[Records drawn from a dataset]
● ● ● ● ●
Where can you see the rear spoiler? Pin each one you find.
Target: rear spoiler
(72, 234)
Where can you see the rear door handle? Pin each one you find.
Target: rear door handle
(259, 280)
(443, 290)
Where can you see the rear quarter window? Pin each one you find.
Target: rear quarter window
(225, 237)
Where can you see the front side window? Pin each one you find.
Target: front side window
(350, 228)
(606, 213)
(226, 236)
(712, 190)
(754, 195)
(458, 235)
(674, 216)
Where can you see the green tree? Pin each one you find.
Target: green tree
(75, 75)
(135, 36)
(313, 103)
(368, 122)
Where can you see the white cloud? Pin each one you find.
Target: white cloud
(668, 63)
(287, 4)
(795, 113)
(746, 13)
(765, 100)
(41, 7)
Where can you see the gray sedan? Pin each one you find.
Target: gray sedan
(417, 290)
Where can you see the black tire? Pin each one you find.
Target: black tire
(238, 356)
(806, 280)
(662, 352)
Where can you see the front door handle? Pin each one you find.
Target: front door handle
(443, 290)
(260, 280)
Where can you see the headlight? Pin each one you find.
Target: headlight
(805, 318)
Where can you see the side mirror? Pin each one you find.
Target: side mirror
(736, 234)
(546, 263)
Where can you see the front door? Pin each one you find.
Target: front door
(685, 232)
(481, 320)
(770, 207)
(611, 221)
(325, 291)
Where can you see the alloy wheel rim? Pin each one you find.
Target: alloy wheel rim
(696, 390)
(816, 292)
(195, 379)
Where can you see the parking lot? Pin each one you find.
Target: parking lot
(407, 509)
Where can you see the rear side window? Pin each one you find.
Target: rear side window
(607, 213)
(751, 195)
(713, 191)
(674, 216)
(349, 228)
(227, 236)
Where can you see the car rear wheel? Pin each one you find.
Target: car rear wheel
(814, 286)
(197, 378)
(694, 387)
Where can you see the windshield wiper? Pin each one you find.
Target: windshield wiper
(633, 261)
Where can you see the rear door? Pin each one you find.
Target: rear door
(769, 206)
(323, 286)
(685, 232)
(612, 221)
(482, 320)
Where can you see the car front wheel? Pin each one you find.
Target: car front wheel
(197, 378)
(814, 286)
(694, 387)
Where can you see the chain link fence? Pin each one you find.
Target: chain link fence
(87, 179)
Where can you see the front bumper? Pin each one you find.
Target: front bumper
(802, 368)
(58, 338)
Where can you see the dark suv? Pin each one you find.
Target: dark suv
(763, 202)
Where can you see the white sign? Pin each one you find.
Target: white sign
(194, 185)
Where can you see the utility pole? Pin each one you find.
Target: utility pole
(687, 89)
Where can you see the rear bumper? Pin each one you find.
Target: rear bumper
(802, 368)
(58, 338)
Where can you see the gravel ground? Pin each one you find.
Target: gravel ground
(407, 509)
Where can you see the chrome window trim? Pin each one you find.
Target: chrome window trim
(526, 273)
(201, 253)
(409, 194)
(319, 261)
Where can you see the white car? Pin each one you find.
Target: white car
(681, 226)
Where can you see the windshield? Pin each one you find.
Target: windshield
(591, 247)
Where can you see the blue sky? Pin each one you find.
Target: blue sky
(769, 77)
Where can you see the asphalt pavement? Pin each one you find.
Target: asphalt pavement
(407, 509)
● ● ● ● ●
## What the task asks:
When you repeat the data, keep each line exactly as given.

## Written response:
Where can you see the rear spoiler? Pin each one you find.
Target: rear spoiler
(72, 234)
Where can you see the rear door handle? Pin each one you find.
Target: rear door handle
(259, 280)
(443, 290)
Where can you see the rear quarter window? Pin each one you find.
Target: rear quarter window
(225, 237)
Where can you see the front side window? Pin each one you find.
Target: front side window
(350, 228)
(606, 213)
(226, 236)
(712, 190)
(754, 195)
(458, 235)
(674, 216)
Where can you see the green tree? Pin each one you find.
Target: green tree
(75, 75)
(135, 36)
(313, 103)
(368, 122)
Where can you see the white cloud? Pin each one you find.
Target: white cloud
(668, 63)
(287, 4)
(795, 113)
(746, 13)
(765, 100)
(41, 7)
Where can you see the gray sedan? Pin each one you find.
Target: gray sedan
(417, 290)
Where can you see the black tire? Pin each one you find.
Target: black tire
(238, 356)
(806, 280)
(662, 352)
Where can you see the front door handle? Pin each one you find.
Target: front door handle
(443, 290)
(260, 280)
Where can you see the headlight? Pin each one you find.
Target: headlight
(805, 318)
Where can you see the side mirror? Pin each one you find.
Target: side mirror
(736, 234)
(546, 263)
Where can you see the front door? Pin each one you find.
Target: front door
(685, 232)
(481, 320)
(770, 207)
(611, 221)
(325, 291)
Where can you see the alloy wheel rim? Pin each one you find.
Target: alloy wheel rim
(696, 390)
(816, 292)
(195, 379)
Where can you see the parking lot? Pin each one you find.
Target: parking lot
(407, 509)
Where can you see the rear side window? Pin each one you find.
Target: rear side window
(607, 213)
(751, 195)
(713, 191)
(674, 216)
(349, 228)
(227, 236)
Where can you see the car rear wheel? Pin each one you find.
Target: car rear wheel
(814, 286)
(197, 378)
(694, 387)
Where can you see the windshield wiper? Pin each one you find.
Target: windshield wiper
(633, 261)
Where can you see the rear door? Pin each one you find.
Target: rear door
(769, 206)
(323, 286)
(685, 232)
(612, 221)
(482, 320)
Where can you see the car front wheel? Pin each one you find.
Target: car front wheel
(197, 378)
(814, 286)
(694, 387)
Where can you see the chain link fence? Pin each one you find.
Target: chain link fence
(87, 179)
Where can you see the front bumper? Pin each one you find.
Target: front bumper
(802, 368)
(58, 338)
Where can you see the dark suv? Pin each one you find.
Target: dark suv
(763, 202)
Where can you see the white sign? Pin each one you find.
Target: white sign
(194, 185)
Where can you see the utility pole? Pin each one you find.
Target: utility pole
(687, 89)
Where can you see the rear bumper? Pin each one you find.
Target: rear bumper
(802, 368)
(58, 338)
Where can you see the gravel ground? Pin each one you find.
Target: gravel ground
(407, 509)
Where can you see the chrome window trim? Pin each one you find.
Target: chrome window trim
(526, 273)
(201, 253)
(409, 194)
(319, 261)
Where can you see the white car? Pin each one you find.
Target: white car
(681, 226)
Where can you see the windshield? Pin each one you find.
Target: windshield
(591, 247)
Where can you see the blue sky? Pin each one you find.
Target: blue sky
(769, 77)
Where can you see the asphalt pavement? Pin each one you find.
Target: asphalt pavement
(407, 509)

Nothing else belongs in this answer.